*ЧТО НУЖНО СДЕЛАТЬ*
a: Каких Муравьевых называет по имени текст? Перечислите всех.
b: Перепишите дословно фрагмент текста, который начинается словами «Таубе был ненавидим» и заканчивается словами «и так далее.».

Наконец появился флаг на Зимнем дворце, и в тот же день велено всем гвардейским офицерам быть на выходе. Всех удивило, что при этом не было артиллерийских офицеров; они приезжали, но их не пустили во дворец. Полковник Таубе донёс государю, что офицеры его бригады в сношении с ним позволили себе дерзость.
Таубе был ненавидим и офицерами и солдатами; но вследствие его доноса два князя Горчакова (главнокомандующий на Дунае и бывший генерал-губернатор Западной Сибири) и еще пять отличных офицеров были высланы в армию.
Происшествие это произвело неприятное впечатление на всю армию. До слуха всех беспрестанно доходили изречения императора Александра, в которых выражалось явное презрение к русским. Так, например, во время смотра при Вертю, во Франции, на похвалы Веллингтона устройству русских войск, император Александр во всеуслышание отвечал, что в этом случае он обязан иностранцам, которые у него служат. Генерал-адъютант граф Ожеровский, родственник Сергея и Матвея Муравьевых, возвратившись однажды из дворца, рассказал им, что император, говоря об русских вообще, сказал, что каждый из них или плут или дурак, и так далее.
По возвращении императора в пятнадцатом году, он просил у министров на месяц отдыха. Потом передал почти всё управление государством графу Аракчееву. Душа его была в Европе; в России же более всего он заботился об увеличении числа войск. Царь был всякий день у развода; во всех полках начались учения, и шагистика вошла в полную свою силу.
Служба в гвардии стала для меня несносна. В шестнадцатом году говорили о возможности войны с турками, и я подал просьбу о переводе меня в 37-й егерский полк, которым командовал полковник Фонвизин, знакомый мне еще по тринадцатому году и известный в армии за отличного офицера. В это время Сергей Трубецкой, Матвей и Сергей Муравьевы и я — мы жили в казармах и очень часто бывали вместе с тремя братьями Муравьевыми: Александром, Михаилом и Николаем. Никита Муравьев также часто видался с нами.

*ЗАПИСИ ДАННЫХ*
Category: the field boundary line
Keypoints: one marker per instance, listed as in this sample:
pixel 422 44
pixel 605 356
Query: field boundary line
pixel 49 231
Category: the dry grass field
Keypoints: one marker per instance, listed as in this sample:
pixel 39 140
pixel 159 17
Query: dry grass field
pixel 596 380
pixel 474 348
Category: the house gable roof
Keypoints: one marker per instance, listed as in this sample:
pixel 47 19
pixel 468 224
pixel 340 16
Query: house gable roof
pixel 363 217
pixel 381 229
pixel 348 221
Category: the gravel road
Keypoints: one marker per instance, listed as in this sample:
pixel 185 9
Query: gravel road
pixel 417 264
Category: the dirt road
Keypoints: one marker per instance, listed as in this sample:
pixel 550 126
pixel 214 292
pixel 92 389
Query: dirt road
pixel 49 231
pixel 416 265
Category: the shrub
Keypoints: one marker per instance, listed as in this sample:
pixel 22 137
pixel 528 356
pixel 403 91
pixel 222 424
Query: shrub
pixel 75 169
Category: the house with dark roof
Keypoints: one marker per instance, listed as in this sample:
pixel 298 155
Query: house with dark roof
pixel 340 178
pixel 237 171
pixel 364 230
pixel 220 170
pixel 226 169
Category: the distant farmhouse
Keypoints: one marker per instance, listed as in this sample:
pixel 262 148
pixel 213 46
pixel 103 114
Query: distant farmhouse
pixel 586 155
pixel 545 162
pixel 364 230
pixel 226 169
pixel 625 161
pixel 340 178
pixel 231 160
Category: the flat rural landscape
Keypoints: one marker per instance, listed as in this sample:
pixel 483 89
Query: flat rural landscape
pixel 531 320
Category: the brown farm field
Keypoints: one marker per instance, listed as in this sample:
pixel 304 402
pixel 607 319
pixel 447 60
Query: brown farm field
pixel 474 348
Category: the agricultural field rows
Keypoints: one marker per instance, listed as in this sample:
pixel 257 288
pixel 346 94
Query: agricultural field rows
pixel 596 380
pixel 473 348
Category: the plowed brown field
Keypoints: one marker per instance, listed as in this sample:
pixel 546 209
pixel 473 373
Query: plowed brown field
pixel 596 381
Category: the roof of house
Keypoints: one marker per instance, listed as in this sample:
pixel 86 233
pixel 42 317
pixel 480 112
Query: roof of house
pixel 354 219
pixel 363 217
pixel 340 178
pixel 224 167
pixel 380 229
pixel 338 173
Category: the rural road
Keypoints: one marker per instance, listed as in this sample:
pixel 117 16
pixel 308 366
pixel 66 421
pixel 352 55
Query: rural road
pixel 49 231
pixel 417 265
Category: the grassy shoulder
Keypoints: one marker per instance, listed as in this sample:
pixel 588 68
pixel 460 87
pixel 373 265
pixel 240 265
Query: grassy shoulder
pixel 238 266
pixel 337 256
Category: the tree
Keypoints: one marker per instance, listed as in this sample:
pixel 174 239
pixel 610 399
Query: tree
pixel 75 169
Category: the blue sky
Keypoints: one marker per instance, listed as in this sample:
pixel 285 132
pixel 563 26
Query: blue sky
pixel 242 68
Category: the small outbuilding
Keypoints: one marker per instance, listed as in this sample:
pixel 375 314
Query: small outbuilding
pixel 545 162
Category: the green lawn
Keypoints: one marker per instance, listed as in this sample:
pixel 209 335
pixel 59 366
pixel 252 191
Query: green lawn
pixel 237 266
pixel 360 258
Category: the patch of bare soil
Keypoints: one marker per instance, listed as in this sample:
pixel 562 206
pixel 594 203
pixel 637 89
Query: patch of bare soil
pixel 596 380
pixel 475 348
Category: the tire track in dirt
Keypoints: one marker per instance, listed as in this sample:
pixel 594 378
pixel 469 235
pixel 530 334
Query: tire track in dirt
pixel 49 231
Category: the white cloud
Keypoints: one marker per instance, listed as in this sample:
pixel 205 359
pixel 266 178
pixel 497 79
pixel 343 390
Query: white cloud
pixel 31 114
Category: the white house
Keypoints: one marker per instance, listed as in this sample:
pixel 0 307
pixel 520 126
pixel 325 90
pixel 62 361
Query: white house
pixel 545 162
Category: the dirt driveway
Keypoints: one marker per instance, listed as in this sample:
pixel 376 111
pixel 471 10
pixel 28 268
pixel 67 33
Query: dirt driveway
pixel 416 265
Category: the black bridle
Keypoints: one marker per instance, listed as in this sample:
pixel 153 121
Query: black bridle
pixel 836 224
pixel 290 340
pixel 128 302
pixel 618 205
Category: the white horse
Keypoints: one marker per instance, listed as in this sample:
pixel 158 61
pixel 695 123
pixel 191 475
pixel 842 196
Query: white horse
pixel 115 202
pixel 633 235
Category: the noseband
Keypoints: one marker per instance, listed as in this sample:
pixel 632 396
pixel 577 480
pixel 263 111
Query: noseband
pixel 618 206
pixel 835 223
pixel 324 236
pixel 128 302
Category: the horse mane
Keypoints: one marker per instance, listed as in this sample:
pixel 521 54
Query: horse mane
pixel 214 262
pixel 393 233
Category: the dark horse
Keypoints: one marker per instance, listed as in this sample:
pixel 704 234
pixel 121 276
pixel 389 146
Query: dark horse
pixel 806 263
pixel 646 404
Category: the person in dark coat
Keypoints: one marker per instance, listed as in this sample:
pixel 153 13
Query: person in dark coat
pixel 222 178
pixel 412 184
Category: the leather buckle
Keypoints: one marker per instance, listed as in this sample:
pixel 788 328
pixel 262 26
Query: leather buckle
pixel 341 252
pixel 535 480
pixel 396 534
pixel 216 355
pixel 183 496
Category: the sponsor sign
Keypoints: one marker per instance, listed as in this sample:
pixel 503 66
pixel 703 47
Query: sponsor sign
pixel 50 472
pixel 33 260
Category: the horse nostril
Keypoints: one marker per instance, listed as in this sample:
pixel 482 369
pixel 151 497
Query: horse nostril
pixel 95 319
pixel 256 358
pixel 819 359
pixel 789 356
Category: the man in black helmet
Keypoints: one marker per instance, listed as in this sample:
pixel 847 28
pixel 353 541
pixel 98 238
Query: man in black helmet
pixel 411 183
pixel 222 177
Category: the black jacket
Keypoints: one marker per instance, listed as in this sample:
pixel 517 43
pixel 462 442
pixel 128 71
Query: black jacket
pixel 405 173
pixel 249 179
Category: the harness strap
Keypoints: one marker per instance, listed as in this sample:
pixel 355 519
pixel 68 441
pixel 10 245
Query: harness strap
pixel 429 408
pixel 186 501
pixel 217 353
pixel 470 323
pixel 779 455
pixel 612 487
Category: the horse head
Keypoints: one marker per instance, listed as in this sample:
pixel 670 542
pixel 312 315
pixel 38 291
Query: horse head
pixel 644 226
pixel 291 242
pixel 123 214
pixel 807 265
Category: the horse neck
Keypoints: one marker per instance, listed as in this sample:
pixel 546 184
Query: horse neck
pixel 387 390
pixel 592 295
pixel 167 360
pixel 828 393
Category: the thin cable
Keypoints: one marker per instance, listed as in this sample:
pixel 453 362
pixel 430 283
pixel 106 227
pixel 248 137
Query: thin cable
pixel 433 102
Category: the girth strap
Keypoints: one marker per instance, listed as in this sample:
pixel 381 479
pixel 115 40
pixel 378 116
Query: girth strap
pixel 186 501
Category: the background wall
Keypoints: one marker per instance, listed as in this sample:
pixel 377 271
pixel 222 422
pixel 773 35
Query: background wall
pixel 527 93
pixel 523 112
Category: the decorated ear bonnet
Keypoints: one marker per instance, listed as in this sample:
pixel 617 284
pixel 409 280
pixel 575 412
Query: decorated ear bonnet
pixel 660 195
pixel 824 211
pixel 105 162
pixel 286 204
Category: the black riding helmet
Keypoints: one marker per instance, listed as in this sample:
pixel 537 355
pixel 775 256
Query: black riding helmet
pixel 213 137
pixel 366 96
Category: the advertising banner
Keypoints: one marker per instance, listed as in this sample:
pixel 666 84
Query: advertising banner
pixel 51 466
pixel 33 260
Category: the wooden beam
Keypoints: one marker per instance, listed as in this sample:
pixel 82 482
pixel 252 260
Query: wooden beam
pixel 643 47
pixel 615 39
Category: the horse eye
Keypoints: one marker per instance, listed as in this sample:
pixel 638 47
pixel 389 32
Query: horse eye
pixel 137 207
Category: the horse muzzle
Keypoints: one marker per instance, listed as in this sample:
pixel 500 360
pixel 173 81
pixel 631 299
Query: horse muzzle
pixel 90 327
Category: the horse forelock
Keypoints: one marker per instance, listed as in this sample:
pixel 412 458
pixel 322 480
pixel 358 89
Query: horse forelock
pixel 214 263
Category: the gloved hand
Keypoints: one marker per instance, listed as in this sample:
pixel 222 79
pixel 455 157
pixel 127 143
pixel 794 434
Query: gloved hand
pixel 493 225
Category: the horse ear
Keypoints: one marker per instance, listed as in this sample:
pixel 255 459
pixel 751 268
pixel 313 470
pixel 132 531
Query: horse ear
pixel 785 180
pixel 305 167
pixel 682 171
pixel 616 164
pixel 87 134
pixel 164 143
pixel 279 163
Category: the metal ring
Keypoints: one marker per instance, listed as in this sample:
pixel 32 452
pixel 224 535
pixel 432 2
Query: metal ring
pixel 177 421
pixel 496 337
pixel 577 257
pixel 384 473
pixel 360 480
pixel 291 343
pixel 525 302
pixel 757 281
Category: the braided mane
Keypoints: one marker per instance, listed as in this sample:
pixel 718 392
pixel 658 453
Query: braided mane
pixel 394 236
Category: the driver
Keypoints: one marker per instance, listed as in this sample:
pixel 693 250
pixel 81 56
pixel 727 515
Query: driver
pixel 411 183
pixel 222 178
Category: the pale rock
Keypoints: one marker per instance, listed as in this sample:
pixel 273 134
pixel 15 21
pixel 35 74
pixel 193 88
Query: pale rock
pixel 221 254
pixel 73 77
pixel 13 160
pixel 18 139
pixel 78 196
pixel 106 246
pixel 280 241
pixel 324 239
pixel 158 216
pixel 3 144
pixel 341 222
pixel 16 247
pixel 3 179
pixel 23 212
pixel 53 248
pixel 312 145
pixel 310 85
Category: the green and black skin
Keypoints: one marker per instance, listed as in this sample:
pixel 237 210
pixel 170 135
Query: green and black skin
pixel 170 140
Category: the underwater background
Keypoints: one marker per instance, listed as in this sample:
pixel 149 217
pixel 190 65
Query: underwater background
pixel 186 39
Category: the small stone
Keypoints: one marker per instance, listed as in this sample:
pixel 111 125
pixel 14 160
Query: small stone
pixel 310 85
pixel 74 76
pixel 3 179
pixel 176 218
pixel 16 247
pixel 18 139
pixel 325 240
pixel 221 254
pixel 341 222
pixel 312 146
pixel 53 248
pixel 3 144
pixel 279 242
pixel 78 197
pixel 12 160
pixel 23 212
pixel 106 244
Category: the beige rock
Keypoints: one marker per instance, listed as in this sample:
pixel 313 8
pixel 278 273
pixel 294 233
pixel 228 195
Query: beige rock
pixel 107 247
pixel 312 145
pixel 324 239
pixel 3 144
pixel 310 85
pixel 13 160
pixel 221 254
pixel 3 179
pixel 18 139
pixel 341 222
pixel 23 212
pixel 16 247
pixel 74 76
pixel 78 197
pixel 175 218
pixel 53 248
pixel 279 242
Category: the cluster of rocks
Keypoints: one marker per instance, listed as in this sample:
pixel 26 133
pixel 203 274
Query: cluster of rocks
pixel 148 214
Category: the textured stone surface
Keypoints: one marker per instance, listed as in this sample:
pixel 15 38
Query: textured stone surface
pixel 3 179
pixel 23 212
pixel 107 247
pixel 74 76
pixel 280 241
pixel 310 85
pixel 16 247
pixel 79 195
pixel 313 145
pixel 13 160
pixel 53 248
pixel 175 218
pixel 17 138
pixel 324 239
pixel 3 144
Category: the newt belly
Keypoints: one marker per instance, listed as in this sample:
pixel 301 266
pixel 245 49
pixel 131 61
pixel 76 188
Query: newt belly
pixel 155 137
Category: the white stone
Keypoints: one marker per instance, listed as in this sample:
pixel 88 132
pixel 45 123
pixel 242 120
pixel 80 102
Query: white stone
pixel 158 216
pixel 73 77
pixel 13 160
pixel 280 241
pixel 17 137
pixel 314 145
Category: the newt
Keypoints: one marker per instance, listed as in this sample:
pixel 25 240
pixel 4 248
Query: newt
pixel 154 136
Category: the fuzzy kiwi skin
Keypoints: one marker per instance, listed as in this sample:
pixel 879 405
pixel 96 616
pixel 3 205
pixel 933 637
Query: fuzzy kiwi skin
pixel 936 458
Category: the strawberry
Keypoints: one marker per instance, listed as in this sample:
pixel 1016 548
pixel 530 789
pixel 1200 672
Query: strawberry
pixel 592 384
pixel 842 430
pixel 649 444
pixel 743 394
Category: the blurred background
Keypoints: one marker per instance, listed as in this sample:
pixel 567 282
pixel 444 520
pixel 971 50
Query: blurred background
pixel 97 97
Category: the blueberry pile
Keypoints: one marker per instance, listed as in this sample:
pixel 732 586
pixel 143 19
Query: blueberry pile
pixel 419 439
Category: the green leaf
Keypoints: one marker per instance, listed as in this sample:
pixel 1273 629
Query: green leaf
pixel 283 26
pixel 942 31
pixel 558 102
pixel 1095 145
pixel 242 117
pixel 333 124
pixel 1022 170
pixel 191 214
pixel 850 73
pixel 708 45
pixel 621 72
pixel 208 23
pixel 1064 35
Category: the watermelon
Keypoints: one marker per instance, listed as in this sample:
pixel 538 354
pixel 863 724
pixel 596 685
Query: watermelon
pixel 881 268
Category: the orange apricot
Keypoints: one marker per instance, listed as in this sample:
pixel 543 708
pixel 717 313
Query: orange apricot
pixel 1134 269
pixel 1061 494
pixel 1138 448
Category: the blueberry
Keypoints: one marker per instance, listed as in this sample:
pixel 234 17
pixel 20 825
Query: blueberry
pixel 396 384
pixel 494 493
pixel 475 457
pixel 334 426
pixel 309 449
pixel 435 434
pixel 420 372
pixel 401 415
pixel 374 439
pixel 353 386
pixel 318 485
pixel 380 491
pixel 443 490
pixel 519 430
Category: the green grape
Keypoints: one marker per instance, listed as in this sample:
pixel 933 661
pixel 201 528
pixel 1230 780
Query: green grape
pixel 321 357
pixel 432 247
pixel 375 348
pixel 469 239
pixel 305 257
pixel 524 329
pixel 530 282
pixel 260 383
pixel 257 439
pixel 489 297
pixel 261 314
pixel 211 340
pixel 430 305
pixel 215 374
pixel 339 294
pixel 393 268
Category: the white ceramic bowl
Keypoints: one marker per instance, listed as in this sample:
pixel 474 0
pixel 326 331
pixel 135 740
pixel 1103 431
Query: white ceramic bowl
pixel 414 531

*ОТВЕТЫ К ЗАДАНИЯМ*
a: Сергей, Матвей, Александр, Михаил, Николай, Никита

b:
Таубе был ненавидим и офицерами и солдатами; но вследствие его доноса два князя Горчакова (главнокомандующий на Дунае и бывший генерал-губернатор Западной Сибири) и еще пять отличных офицеров были высланы в армию.
Происшествие это произвело неприятное впечатление на всю армию. До слуха всех беспрестанно доходили изречения императора Александра, в которых выражалось явное презрение к русским. Так, например, во время смотра при Вертю, во Франции, на похвалы Веллингтона устройству русских войск, император Александр во всеуслышание отвечал, что в этом случае он обязан иностранцам, которые у него служат. Генерал-адъютант граф Ожеровский, родственник Сергея и Матвея Муравьевых, возвратившись однажды из дворца, рассказал им, что император, говоря об русских вообще, сказал, что каждый из них или плут или дурак, и так далее.